Consigne 1:
Dites si chacune de ces affirmations concorde avec l'article sur la Milice populaire : (a) le défilé a eu lieu sur l'avenue Khrechtchatik ; (b) Andriy Biletsky est le commandant de l'organisation ; (c) la milice comptait environ 600 membres le jour du défilé. Répondez par oui ou non, en citant à l'identique les mots décisifs de l'article.

Extrait du document:
——————

La Milice populaire : une aide pour les forces de l’ordre ou une nouvelle menace à l’ordre public ?

La Milice populaire : une aide pour les forces de l’ordre ou une nouvelle menace à l’ordre public ?

Ukrinform
«La prestation de serment de la Milice populaire», un événement organisé par le «Corps national» s'est tenue dimanche dernier à Kyiv .

Après la prestation de serment, dirigée par Andriy Biletsky en personne, la «milice», forte ce jour là d'environ 600 membres, a défilé sur l'avenue Khrechtchatik, ses représentants portant un uniforme sombre et, pour un certain nombre d'entre eux, des masques dissimulant leur visage. Une vidéo du défilé, publiée sur la page facebook officielle du «Corps national» donne le ton pour les missions à venir pour cette milice populaire : «Nous sommes nombreux. Nous n’avons pas peur d’employer la force pour rétablir l’ordre dans les rues ukrainiennes».

Ukrinform a essayé de comprendre qui sont ces «miliciens».

Le site officiel de la «Milice nationale»

Le site officiel ne contient en réalité aucune information importante. La seule chose indiquée est que la «Milice nationale» est une formation d’unités de bénévoles, dont l’objectif est d’assurer l’ordre dans les rues des villes ukrainiennes. Elle est composée d’anciens vétérans et de jeunes patriotes. L’inscription dans les rangs de l’organisation peut se faire direcement via le site internet. Parmi les renseignements traditionnels à compléter, une première surprise : le candidat potentiel possède t-il une arme légale ?

Selon la carte de l’Ukraine publiée sur le site (ci-dessus), des unités de la «Milice» ont déjà été formées à Kyiv, Tchernivtsi, Loutsk, Ivano-Frankivsk, Vinnytsia, Zhytomir, Tcherkassy, Tchernygiv, Poltava, Dnipro, Kharkiv, Zaporijjya et....Louhansk, mais selon le Registre national des organisations publiques ukrainiennes, il n'existe pour l'instan que deux organisations «Milices nationales», dont l’une est enregistrée à Kyiv ( Code 41356521) et l’autre à Zaporijjya (Code 41662420).

Le commandant de l’organisation est Igor Mikhaylenko, surnommé «Tcherkass». Ancien commandant du régiment «Azov», son nom a également été cité dans une enquête préliminaire sur le braquage de la banque «OchtchadBanque» le 15 juillet 2016 dans la région de Zaporijjya.

——————

[Enregistrements de données]
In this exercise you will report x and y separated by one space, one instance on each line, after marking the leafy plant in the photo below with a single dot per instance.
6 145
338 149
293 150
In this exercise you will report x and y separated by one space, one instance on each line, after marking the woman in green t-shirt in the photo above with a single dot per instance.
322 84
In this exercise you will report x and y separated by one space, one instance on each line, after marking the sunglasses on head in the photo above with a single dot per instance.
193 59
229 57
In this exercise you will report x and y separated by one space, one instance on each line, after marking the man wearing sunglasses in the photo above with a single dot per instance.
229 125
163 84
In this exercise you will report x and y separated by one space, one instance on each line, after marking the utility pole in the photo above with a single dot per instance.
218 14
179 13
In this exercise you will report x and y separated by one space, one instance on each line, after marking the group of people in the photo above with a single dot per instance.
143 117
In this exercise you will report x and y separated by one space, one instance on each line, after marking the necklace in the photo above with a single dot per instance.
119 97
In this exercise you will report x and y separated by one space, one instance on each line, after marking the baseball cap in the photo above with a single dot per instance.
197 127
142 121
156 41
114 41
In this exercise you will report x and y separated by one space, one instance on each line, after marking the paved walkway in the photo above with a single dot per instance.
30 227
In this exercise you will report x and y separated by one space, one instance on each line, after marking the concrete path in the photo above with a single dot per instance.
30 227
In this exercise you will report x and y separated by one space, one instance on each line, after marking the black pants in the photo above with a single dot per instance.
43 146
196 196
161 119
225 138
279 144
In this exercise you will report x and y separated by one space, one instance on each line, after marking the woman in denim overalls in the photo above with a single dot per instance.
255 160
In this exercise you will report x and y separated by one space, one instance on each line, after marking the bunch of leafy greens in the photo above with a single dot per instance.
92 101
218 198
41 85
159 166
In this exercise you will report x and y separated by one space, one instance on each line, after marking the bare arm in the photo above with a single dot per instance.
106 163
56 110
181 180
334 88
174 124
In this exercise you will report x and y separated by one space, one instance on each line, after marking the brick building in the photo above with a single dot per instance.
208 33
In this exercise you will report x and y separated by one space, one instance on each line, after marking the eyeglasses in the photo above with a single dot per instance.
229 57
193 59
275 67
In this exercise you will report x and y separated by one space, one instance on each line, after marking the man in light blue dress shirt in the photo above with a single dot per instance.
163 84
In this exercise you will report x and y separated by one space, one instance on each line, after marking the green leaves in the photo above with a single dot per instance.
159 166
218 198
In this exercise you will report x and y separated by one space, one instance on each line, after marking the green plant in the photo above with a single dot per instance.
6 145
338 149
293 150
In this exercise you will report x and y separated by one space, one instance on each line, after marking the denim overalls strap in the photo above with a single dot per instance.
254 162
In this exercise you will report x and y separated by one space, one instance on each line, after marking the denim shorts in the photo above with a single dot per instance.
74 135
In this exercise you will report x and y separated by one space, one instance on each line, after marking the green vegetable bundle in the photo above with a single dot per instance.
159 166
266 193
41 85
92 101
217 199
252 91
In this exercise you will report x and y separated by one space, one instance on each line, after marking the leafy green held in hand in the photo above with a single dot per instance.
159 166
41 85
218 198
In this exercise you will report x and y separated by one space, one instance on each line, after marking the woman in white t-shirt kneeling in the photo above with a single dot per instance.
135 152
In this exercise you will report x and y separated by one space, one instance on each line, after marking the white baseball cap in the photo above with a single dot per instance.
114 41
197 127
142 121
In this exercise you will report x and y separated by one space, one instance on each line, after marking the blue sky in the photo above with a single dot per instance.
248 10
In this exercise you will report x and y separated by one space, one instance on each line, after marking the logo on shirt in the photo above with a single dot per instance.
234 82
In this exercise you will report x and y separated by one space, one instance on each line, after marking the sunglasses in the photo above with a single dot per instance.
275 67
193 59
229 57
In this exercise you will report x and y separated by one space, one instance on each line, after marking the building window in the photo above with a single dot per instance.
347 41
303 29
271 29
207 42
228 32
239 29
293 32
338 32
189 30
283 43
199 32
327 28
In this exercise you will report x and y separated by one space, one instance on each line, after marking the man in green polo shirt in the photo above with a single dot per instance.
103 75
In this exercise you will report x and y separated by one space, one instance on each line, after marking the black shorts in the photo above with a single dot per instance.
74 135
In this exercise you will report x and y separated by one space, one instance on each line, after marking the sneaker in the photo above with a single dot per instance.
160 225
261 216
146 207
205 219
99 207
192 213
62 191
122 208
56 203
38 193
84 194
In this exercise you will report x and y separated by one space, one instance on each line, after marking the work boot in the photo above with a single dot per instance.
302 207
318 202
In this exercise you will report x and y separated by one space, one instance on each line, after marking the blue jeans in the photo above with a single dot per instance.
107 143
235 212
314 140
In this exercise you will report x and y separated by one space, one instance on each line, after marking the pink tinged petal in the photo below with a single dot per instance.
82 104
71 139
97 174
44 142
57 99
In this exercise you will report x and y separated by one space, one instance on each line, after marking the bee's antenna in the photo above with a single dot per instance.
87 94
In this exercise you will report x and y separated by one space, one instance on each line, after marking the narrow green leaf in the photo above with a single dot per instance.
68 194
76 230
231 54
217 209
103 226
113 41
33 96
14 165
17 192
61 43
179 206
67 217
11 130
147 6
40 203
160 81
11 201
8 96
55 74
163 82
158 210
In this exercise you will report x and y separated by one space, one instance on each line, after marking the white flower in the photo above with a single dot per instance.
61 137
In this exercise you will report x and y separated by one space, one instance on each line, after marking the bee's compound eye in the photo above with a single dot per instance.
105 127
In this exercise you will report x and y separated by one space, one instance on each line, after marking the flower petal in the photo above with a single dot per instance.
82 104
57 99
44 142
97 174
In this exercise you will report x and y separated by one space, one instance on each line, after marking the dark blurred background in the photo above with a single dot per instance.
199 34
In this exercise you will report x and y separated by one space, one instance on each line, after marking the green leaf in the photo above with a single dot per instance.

——————

Consigne 2:
Affichez toutes les lignes des enregistrements ci-dessus où figure le mot "flower".

Réponse rédigée 1:
(a) Oui : « a défilé sur l'avenue Khrechtchatik ».
(b) Non : « Le commandant de l’organisation est Igor Mikhaylenko ».
(c) Oui : « forte ce jour là d'environ 600 membres ».

Réponse rédigée 2:
In this exercise you will report x and y separated by one space, one instance on each line, after marking the white flower in the photo above with a single dot per instance.
In this exercise you will report x and y separated by one space, one instance on each line, after marking the flower petal in the photo above with a single dot per instance.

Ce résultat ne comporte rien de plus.